> _EXERCISE INSTRUCTIONS_: Copy every line of the data below word for word, from the first line through the last.

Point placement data
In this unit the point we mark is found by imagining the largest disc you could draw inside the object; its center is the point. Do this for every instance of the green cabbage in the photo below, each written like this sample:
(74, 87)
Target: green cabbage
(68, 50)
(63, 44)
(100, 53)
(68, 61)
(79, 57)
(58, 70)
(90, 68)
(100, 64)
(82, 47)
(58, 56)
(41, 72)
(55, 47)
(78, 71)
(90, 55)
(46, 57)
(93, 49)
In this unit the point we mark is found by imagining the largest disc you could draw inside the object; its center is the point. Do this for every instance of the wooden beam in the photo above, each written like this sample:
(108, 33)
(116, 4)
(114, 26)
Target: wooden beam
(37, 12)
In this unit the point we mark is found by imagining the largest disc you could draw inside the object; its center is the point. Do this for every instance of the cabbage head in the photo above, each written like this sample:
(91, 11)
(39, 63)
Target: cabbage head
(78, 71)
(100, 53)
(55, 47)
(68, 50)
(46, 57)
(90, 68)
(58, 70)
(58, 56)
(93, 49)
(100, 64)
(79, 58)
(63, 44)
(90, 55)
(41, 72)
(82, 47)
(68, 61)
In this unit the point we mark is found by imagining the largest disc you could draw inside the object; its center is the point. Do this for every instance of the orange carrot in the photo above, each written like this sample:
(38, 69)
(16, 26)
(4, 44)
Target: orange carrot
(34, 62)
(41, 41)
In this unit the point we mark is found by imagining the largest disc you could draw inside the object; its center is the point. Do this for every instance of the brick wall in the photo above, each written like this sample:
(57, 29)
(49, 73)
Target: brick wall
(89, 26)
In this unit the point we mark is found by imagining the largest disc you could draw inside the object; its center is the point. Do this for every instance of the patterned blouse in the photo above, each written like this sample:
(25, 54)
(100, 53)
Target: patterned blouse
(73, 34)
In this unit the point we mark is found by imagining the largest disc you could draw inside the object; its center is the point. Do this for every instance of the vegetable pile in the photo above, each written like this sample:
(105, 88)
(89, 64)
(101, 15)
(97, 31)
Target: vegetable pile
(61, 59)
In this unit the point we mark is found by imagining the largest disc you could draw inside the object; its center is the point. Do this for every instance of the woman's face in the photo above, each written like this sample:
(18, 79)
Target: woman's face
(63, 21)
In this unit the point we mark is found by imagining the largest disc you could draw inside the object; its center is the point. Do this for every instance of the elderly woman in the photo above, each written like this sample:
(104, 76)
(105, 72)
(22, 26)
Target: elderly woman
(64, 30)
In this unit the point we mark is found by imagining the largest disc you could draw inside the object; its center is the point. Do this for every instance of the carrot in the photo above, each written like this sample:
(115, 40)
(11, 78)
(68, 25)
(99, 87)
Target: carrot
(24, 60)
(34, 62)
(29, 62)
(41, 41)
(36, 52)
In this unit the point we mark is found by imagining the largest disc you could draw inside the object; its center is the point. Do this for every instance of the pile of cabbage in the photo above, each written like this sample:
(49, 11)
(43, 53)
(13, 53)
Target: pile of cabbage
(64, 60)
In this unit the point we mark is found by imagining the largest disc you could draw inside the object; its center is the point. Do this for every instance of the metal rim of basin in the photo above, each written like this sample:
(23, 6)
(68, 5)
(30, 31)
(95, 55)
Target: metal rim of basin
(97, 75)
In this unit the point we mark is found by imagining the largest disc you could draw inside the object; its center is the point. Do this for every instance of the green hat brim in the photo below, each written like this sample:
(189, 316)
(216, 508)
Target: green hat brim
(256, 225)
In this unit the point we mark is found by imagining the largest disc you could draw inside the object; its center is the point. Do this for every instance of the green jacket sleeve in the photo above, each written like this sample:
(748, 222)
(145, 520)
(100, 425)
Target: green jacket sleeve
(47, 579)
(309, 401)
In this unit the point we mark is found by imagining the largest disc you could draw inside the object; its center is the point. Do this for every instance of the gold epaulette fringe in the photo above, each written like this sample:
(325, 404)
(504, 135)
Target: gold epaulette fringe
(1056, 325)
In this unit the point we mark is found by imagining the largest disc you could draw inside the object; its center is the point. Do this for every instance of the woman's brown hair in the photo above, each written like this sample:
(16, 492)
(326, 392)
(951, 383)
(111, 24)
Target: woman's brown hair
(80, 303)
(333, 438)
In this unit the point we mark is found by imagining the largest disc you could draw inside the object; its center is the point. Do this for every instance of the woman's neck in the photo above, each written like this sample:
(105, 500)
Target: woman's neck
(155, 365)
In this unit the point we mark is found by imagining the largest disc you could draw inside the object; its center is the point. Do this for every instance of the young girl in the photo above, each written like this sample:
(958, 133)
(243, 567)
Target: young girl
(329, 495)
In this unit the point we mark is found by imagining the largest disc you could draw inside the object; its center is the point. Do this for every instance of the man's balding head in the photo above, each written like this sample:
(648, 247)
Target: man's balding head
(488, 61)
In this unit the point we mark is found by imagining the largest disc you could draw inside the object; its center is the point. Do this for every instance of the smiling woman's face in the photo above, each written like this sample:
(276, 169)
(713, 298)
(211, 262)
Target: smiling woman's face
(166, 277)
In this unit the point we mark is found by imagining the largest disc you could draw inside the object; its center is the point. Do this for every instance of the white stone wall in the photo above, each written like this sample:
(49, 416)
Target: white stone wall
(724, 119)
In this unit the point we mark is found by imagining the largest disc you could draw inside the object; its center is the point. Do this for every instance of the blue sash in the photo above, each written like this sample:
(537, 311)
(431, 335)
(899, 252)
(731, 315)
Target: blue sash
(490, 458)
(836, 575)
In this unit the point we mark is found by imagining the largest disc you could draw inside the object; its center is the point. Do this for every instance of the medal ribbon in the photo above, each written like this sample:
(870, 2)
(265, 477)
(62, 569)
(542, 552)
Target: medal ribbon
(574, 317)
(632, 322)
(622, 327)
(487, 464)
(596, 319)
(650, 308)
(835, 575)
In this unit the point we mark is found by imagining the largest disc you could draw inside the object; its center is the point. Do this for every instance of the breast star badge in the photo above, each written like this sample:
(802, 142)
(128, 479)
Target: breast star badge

> _TASK OUTPUT_:
In this unit the point we mark is found by imagining the largest disc you could draw inside the object; its center is the point. Do this for every instance of the green cabbage in the photo below, each written like this sample:
(74, 87)
Target: green cabbage
(68, 50)
(63, 44)
(100, 53)
(68, 61)
(79, 57)
(58, 70)
(90, 68)
(100, 64)
(82, 47)
(58, 56)
(41, 72)
(55, 47)
(78, 71)
(90, 55)
(46, 57)
(93, 49)
In this unit the point we mark is found by imagining the largest disc you could draw inside the object; its center is the point. Do this for every instance of the wooden beam in the photo above, each written like this sample:
(108, 33)
(116, 4)
(114, 26)
Target: wooden beam
(37, 12)
In this unit the point we mark is found by imagining the largest disc you could draw inside the object; its center is the point. Do this for every instance of the cabbage head in the photo above, each written like this sample:
(91, 11)
(39, 63)
Target: cabbage head
(78, 71)
(100, 53)
(55, 47)
(68, 50)
(46, 57)
(90, 68)
(58, 70)
(58, 56)
(93, 49)
(100, 64)
(79, 58)
(63, 44)
(90, 55)
(41, 72)
(82, 47)
(68, 61)
In this unit the point we mark is found by imagining the largest disc you could draw inside the object; its center is the point. Do this for every instance of the orange carrot in the photo above, each written like this sample:
(38, 69)
(16, 26)
(4, 44)
Target: orange carrot
(34, 62)
(41, 41)
In this unit the point we mark is found by imagining the largest disc you could draw inside the object; its center is the point. Do this for every instance of the brick wall in the photo above, each written like this sample:
(57, 29)
(49, 73)
Target: brick wall
(89, 26)
In this unit the point we mark is found by imagining the largest disc you could draw inside the object; its center is the point. Do this for every instance of the patterned blouse in the photo above, each written like this sample:
(25, 54)
(100, 53)
Target: patterned blouse
(73, 34)
In this unit the point we mark is found by imagining the largest disc you could draw inside the object; its center is the point. Do this for every instance of the vegetable pile in the photo above, each written like this sample:
(105, 88)
(89, 64)
(101, 15)
(97, 31)
Target: vegetable pile
(61, 59)
In this unit the point we mark is found by imagining the largest disc you could draw inside the object; its center is the point. Do this for every instance of the woman's face in the photo above, each written like this sample:
(18, 79)
Target: woman's face
(63, 21)
In this unit the point we mark is found by imagining the largest disc you could draw inside the object; its center is the point. Do this for every instance of the elderly woman in the photo above, each written like this sample:
(104, 76)
(105, 72)
(22, 26)
Target: elderly woman
(64, 30)
In this unit the point we mark is found by imagining the largest disc you could draw inside the object; its center is the point. Do this for every instance of the carrot in the photo above, each written like this sample:
(115, 40)
(11, 78)
(68, 25)
(99, 87)
Target: carrot
(24, 60)
(34, 62)
(29, 62)
(41, 41)
(36, 52)
In this unit the point we mark is found by imagining the largest disc you could draw inside the object; its center is the point. Do this for every instance of the pile of cabbage in the photo above, each written like this sample:
(49, 11)
(43, 53)
(13, 53)
Target: pile of cabbage
(64, 60)
In this unit the point we mark is found by imagining the largest disc you could draw inside the object; its center is the point. Do this for every instance of the metal rim of basin in the photo above, each written like this sample:
(23, 6)
(68, 5)
(30, 31)
(95, 55)
Target: metal rim of basin
(97, 75)
In this unit the point we mark is found by imagining the largest disc you could draw inside the object; its center is the point. Do this for every instance of the green hat brim in the photo below, each written like this sample:
(189, 316)
(216, 508)
Target: green hat brim
(256, 225)
In this unit the point we mark is found by imagining the largest disc you could draw inside the object; its center is the point. Do this for every instance of the green jacket sleeve in the photo above, each written like this sample:
(748, 222)
(145, 520)
(100, 425)
Target: green jacket sleeve
(47, 579)
(309, 401)
In this unit the point we mark is found by imagining the largest disc you could draw inside the object; its center is the point. Do this for every instance of the gold epaulette fringe in the photo above, each written like this sample:
(325, 404)
(504, 135)
Target: gold epaulette fringe
(1056, 325)
In this unit the point we mark is found by imagining the largest disc you could draw inside the object; its center is the point. Do this for every instance of the woman's brown hair in the photo above, each written like this sample:
(16, 492)
(326, 392)
(951, 383)
(111, 24)
Target: woman's brown hair
(80, 303)
(333, 438)
In this unit the point we mark is found by imagining the largest disc you could draw inside the object; its center is the point. Do this for every instance of the woman's neck in the photo above, each written like this sample:
(105, 500)
Target: woman's neck
(155, 365)
In this unit the point we mark is found by imagining the largest disc you could draw inside the object; its center is the point. Do this for every instance of the young girl in the photo above, each written like this sample:
(958, 133)
(243, 567)
Target: young girl
(329, 495)
In this unit the point we mark is found by imagining the largest disc you could draw inside the object; its center is the point. Do this for every instance of the man's balding head in the photo above, each written like this sample:
(648, 247)
Target: man's balding head
(488, 61)
In this unit the point we mark is found by imagining the largest disc you could draw inside the object; its center is the point. Do this for every instance of the smiling woman's face in the photo above, each written like this sample:
(276, 169)
(713, 298)
(211, 262)
Target: smiling woman's face
(166, 277)
In this unit the point we mark is found by imagining the largest disc you could draw inside the object; its center is the point. Do this for every instance of the white stone wall in the photo above, each written like this sample:
(49, 416)
Target: white stone wall
(724, 119)
In this unit the point we mark is found by imagining the largest disc you could draw inside the object; its center is the point. Do this for every instance of the blue sash in the photo above, each written like this sample:
(537, 311)
(431, 335)
(899, 252)
(731, 315)
Target: blue sash
(490, 458)
(836, 575)
In this unit the point we mark is found by imagining the largest disc you could draw inside the object; its center is the point. Do this for every instance of the medal ribbon in the photo above, each written like this sample:
(870, 2)
(265, 477)
(62, 569)
(542, 552)
Target: medal ribbon
(574, 317)
(632, 322)
(622, 327)
(487, 464)
(596, 319)
(650, 308)
(835, 575)
In this unit the point we mark is found by imagining the largest disc you could draw inside the object; its center is the point. Do this for every instance of the breast star badge in the photo above, each written like this sample:
(802, 142)
(128, 479)
Target: breast star badge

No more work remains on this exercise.